• Problem statement: Continue the pop-culture piece on Help! and Superman's Girlfriend Lois Lane #59, picking up after its final sentence.
─── Passage given ───
As a film, I have to agree with the consensus that Help! is inferior to A Hard Day’s Night, and the first time I saw it, it didn’t really hold my attention to the end.  But as time goes on and 1965 slips further into antiquity, I think it takes on a greater value as a sort of filmic time capsule.  It’s got a lot of great footage of the young Beatles near the end of their “moptop” phase, the groovy fashions, interior designs and vehicles of the mid-60s, a few really clever gags and, of course, plenty of awesome music.  Also, taken in the context of the times, it takes a fairly ingenious approach to the old problem of how to make a movie starring non-actors.  Probably its greatest charm is that it presents the Beatles not quite as they were, but as we liked to imagine them; witty and carefree, shuttling around the world from one romp to the next, all living happily together in one groovy flat and prone to breaking spontaneously into song.

Verdict: Still looking Fab at 50


Hitting 50: Lois Lane, Nut Case

Superman’s one-time supremacy on the newsstands meant that by 1965, girl reporter Lois Lane was well-established as the first (and I think, still only) character to headline a comic by virtue of being the girlfriend of a superhero.  Given that it’s a book about a character with no super-powers — a single, working woman in the big city —  it might be tempting to consider this a feminist milestone of sorts…provided you never actually read the books.

The reality is that Superman’s Girlfriend Lois Lane was written by middle-aged white men, like all other DC comics of the era, so she’s not so much a character as a collection of, at best, comedy cliches and at worst a sort of paranoid misogyny.  One part Lucy Ricardo and one part Delilah, her endless schemes are usually portrayed the sort of “hare-brained” notions “only a woman” could come up with, but on another level she’s arguably Superman’s greatest enemy: if her plans ever succeed, she’ll destroy his career either by revealing his identity or by trapping him in…gasp…holy matrimony.  Or both.

In June of 1965 (but with an August cover date), Superman’s Girlfriend Lois Lane #59 gave the world what I consider probably the best-ever example of everything the book was about.  That is to say, it’s pretty messed up.

(NOTE: This post is lifted from my old Confessions of  A Superman site, if you’re interested in reading more of my observations on the Man of Steel in his heyday).

In the lead story, “Lois Lane’s Super-Perfect Crime,” Lois receives from friendly aliens an elixir that grants her invulnerability, making it possible, she reasons, for Superman to finally take a wife without fear that his enemies will strike at him through her (his eternal excuse for NOT wedding).   The only catch with their invulnerability formula, say the aliens, is that she’ll have to consume at least one glass of milk every day to ward off its dangerous side effects.

All that’s left now is to clue Superman in on this happy development, so Lois quickly arranges a meeting with the Man of Steel and explains the whole thing in a logical and rational manner.  Haha, just kidding!  Instead she summons him to a rocky ravine and uses dynamite to dump an avalanche of boulders on herself while Superman looks on in horror.  As he digs her out in a state of shock and grief, he’s astonished to find her hale and hearty.

Naturally a little thing like invulnerability is handy indeed when you live a life as peril-filled as Lois Lane’s.  In fact, it’s fair to say the term “trouble magnet” was invented with this gal in mind.
─── Material ───
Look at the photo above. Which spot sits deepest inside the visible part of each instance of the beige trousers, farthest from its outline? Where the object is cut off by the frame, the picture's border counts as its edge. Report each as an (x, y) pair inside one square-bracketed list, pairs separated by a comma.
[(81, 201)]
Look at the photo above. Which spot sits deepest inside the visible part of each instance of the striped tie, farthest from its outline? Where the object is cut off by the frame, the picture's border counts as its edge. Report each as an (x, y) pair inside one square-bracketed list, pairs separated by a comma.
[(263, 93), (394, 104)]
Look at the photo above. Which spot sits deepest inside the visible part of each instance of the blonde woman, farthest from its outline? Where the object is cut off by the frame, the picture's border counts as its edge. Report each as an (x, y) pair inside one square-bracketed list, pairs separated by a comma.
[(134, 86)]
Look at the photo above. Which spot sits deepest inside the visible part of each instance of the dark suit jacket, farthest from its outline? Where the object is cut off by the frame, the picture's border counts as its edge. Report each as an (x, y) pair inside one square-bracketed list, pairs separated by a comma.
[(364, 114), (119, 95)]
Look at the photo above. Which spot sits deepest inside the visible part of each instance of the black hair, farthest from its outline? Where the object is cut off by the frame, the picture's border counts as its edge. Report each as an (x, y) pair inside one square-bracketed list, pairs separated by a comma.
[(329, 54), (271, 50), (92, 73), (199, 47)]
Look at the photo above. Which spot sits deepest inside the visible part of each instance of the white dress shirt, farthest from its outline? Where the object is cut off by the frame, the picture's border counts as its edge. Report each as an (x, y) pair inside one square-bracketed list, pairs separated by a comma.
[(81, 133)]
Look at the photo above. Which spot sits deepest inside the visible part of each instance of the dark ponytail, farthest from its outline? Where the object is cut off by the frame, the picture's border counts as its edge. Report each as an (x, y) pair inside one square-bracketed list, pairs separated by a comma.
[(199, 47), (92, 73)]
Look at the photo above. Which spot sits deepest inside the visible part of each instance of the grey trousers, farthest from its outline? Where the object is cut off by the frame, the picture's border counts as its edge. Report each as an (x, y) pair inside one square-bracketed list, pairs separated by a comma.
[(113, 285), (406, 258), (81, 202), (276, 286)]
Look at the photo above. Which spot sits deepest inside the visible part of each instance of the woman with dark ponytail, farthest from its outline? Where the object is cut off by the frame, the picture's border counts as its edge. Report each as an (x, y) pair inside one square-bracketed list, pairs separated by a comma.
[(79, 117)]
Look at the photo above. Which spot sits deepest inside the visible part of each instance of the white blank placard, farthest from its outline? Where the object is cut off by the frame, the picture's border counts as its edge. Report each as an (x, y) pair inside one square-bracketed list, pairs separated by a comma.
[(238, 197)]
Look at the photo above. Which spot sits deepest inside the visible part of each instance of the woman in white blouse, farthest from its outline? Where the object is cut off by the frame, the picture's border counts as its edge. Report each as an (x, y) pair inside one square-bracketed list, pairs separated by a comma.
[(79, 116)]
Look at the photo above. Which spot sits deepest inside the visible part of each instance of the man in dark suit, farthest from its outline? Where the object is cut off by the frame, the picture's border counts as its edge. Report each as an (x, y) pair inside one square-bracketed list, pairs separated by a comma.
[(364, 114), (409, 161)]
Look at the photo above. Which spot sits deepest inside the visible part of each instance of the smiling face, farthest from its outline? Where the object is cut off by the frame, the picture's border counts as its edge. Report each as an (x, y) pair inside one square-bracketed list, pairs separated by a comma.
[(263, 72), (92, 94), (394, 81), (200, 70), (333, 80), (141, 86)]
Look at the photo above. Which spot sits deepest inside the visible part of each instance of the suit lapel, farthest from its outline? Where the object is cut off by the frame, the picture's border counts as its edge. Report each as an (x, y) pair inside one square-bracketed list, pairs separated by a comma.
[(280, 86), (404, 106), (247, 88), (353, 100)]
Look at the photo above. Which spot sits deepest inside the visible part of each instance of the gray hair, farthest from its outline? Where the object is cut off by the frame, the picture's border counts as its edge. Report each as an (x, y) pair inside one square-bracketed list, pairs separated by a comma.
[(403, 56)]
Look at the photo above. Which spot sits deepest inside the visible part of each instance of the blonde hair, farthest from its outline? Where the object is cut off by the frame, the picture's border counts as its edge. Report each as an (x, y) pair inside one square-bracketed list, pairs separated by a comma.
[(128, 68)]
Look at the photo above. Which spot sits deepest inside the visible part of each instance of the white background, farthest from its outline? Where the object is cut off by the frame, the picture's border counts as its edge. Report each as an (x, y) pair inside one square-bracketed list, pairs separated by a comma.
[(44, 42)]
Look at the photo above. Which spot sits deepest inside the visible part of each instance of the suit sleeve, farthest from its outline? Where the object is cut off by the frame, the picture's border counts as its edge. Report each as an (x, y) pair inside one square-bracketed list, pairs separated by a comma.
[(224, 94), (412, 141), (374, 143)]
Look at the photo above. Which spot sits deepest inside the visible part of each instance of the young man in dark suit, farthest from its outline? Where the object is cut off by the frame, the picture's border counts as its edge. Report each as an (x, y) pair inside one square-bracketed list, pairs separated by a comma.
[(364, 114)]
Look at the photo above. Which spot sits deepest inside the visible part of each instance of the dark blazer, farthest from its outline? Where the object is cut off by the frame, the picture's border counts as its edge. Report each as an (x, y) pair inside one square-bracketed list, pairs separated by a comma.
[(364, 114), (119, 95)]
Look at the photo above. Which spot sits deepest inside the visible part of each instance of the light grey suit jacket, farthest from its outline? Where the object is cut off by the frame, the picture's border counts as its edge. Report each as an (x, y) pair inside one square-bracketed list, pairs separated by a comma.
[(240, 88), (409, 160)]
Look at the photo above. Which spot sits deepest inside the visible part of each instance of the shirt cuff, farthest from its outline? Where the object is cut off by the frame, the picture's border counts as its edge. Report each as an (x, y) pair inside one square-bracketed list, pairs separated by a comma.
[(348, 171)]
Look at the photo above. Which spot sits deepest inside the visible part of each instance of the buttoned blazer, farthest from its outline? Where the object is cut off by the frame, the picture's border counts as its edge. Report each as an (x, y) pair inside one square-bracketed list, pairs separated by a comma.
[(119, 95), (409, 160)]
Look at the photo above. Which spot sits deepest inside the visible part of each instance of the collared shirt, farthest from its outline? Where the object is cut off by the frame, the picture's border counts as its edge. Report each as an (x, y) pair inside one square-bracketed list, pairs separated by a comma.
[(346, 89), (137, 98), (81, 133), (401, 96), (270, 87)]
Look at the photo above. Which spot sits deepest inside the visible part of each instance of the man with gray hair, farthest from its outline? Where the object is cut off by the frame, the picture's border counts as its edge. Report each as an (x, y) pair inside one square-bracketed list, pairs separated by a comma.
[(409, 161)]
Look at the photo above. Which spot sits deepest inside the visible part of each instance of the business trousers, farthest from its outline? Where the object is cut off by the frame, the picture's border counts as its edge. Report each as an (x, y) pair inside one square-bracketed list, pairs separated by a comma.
───
─── Material ───
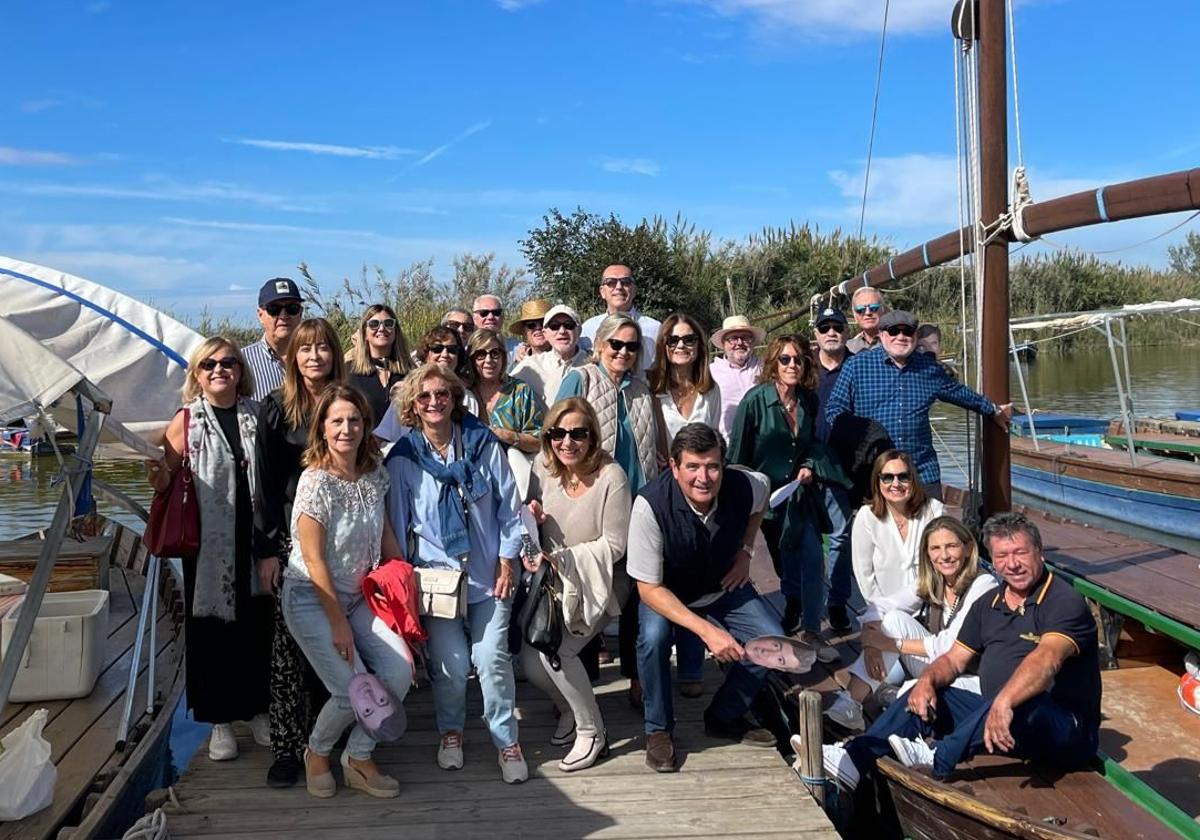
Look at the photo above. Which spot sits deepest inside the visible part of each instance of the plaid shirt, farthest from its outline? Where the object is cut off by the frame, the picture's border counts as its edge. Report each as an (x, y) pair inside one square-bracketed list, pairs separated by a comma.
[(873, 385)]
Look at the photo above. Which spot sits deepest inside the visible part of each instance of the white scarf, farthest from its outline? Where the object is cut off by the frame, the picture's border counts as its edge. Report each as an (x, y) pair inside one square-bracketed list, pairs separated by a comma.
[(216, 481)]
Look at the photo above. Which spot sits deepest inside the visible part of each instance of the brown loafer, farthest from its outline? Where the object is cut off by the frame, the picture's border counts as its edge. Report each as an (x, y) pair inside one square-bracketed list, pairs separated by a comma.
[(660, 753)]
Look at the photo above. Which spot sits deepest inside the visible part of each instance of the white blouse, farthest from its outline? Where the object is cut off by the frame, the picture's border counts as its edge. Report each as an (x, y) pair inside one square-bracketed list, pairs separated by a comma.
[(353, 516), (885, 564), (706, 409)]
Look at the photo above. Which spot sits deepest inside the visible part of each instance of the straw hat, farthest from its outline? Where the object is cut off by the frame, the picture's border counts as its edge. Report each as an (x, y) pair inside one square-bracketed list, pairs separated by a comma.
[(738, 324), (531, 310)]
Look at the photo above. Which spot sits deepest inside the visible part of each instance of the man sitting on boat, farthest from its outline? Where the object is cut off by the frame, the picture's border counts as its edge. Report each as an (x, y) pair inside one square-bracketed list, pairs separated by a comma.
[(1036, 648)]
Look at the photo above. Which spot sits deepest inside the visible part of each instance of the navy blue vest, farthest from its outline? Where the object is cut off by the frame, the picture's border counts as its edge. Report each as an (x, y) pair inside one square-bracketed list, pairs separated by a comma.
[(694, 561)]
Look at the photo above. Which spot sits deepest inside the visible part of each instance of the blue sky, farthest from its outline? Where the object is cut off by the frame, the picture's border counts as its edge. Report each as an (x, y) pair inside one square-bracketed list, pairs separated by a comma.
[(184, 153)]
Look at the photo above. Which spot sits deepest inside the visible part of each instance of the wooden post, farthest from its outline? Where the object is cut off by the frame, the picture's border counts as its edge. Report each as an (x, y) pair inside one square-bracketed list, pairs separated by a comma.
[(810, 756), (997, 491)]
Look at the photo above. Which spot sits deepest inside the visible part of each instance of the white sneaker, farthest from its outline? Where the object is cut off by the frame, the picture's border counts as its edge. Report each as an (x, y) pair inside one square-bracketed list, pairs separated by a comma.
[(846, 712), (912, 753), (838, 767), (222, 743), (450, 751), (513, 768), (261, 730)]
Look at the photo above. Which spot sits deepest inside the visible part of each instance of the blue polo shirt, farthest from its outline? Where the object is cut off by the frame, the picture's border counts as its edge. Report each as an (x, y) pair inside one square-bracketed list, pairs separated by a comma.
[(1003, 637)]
───
─── Material ───
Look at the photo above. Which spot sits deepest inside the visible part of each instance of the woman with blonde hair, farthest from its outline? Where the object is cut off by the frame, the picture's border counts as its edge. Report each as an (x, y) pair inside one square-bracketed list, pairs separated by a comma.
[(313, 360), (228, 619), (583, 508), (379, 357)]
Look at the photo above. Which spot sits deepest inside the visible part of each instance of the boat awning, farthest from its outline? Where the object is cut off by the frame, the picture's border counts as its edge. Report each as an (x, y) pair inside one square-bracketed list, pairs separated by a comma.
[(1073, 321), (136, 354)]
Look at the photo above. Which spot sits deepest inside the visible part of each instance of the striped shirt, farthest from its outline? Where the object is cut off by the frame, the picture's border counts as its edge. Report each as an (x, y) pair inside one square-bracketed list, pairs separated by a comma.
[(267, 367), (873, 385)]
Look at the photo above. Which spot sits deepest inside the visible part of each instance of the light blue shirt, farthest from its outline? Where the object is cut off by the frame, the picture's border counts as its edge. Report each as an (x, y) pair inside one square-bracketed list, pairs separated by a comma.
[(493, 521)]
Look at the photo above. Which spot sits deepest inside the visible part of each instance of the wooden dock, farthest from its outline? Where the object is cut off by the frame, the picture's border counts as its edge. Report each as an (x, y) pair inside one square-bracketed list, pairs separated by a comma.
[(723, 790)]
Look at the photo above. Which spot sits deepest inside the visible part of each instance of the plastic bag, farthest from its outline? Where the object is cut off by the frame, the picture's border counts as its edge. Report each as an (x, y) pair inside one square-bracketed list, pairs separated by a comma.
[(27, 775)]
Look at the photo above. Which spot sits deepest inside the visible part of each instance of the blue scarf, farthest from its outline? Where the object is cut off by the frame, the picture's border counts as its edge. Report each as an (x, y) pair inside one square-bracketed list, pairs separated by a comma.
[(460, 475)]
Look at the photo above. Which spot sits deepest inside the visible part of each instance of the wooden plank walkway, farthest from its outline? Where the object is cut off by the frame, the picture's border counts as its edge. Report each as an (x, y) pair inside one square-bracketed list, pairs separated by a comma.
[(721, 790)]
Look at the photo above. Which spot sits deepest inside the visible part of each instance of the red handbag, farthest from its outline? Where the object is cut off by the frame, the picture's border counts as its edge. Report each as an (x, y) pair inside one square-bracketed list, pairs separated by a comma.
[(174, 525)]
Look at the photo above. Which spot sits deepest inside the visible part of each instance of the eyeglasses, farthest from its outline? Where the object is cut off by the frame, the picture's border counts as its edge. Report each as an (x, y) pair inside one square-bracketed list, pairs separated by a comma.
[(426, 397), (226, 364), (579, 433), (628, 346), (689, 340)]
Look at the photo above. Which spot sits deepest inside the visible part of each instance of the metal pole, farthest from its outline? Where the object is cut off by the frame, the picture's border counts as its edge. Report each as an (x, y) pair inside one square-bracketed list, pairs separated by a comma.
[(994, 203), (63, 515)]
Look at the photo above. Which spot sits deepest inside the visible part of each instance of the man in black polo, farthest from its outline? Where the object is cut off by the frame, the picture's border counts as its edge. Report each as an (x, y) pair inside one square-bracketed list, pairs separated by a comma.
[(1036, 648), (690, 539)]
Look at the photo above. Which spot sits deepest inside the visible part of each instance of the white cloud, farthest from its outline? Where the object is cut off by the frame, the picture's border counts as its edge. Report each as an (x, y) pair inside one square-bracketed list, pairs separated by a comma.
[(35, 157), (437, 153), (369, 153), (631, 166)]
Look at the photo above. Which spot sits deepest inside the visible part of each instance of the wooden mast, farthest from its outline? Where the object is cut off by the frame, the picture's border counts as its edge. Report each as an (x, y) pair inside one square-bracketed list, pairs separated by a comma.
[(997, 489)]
───
• Answer for the task:
To Lois’ consternation, her newfound ability does not move Superman to immediately pop the question. Quite the contrary; when asked on a television chat show when he’ll get around to marrying, Superman answers quite frankly, “Never!” and Lois, watching the program, flips her wig.

Naturally Lois assumes that “marriage” for Superman means marriage to her.  If you’re thinking this tirade is a bit over the top even for Lois, you’re right.  It seems she forgot to drink her daily glass of milk the night before, and that “side effect” the aliens alluded to is, well, insanity.  Oops.

As fate would have it, Superman picks this very day to reveal to Lois and Lana Lang the secret hiding place of a deadly Kryptonite ray gun (honestly, won’t he ever learn?) and Lois takes advantage of this opening with a plot to rid herself of both Supmern and Lana, killing the former while disguised as the latter.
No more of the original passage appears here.